### [Required actions]
A) In the workout injury text, update the passage starting at "Injury Management Methods to" and ending at "the sore area." so that "ice packs" becomes "cold packs".
B) According to the workout injury text, what does M.E.A.T. stand for?

___ Selected excerpt

And if these serious injuries were caused by the negligence of a third party, such as the gym owner or equipment manufacturer, and have resulted in hefty hospital and medical expenses, talk to a personal injury attorney.
Personal injury attorneys at the Bader Scott Law Firm are specialized in handling such personal injury claims and work on a contingency basis, which means that they will handle your case on a “no win, no fee” basis. They can also tell you if you have a strong case based on your personal circumstances while giving you the freedom to decide on whether to pursue or not legal action.
Less Serious Workout Injuries
For less severe workout injuries such as muscle pulls and strains, including shoulder strain, lower back pain, and shin splits, things are less complicated as no doctors or lawyers need to be involved.
With a mild workout injury, there are two popular injury management methods you could try to promote healing:
- R.I.C.E. (Rest, Ice, Compression, and Elevation)
- M.E.A.T. (Movement, Exercise, Analgesics and Treatment)
Injury Management Methods to Promote Healing
The RICE protocol has been used for years to help heal acute sports injuries, but it has steadily fallen out of fashion because it is not as effective as the MEAT protocol. RICE involves:
- Rest of the injured area: This means halting every activity that may put additional stress on that area.
- Ice: Applying ice packs to the injured area to decrease swelling and pain 10 to 20 minutes, 3 or more times a day. After two or three days the swelling (inflammation) should be gone. Now add heat packs to the sore area.
- Compression: Wrap the injured area firmly but not too tightly to decrease swelling. Just like rest and elevation, compression is supposed to minimize blood flow to the affected area to reduce inflammation.
- Elevation: Elevate the injured limb above the level of your heart with pillows whenever you sit or lie down. The idea here is to lower blood flow to the sore area to minimize swelling.
The RICE approach’s major downside is that it focuses too much on reducing inflammation, which is your body’s natural reaction to an injury to promote healing. But cartilage, tendons, and ligaments are already body areas that naturally don’t get much blood flow going, so cutting the blood supply to those areas can lead to longer recovery periods.

______
___ Extracted information

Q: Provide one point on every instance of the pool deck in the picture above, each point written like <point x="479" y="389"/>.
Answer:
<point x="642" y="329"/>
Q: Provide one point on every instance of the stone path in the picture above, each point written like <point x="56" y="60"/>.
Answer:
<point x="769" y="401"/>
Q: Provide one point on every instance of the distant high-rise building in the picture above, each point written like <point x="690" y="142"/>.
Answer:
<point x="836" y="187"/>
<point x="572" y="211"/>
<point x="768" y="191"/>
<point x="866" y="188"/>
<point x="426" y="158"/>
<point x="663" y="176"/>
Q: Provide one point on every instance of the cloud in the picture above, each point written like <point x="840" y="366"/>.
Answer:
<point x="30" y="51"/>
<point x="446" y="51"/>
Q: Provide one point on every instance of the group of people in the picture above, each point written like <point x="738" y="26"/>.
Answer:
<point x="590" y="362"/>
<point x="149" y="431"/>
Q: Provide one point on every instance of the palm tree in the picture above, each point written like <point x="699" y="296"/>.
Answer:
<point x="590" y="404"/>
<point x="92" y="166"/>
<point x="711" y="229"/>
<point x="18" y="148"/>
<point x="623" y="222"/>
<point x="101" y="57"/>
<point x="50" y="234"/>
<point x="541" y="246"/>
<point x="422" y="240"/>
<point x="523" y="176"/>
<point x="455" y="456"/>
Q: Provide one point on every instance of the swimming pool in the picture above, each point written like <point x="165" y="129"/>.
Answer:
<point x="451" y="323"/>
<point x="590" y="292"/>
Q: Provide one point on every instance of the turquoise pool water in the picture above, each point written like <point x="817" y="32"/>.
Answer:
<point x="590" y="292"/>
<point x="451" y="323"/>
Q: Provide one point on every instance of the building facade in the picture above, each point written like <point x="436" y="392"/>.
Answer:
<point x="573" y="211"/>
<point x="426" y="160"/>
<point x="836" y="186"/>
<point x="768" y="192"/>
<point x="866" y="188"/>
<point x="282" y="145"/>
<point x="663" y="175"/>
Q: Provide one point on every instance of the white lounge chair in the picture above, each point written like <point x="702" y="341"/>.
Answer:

______

### [Numbered answers]
A)
Injury Management Methods to Promote Healing
The RICE protocol has been used for years to help heal acute sports injuries, but it has steadily fallen out of fashion because it is not as effective as the MEAT protocol. RICE involves:
- Rest of the injured area: This means halting every activity that may put additional stress on that area.
- Ice: Applying cold packs to the injured area to decrease swelling and pain 10 to 20 minutes, 3 or more times a day. After two or three days the swelling (inflammation) should be gone. Now add heat packs to the sore area.

B) Movement, Exercise, Analgesics and Treatment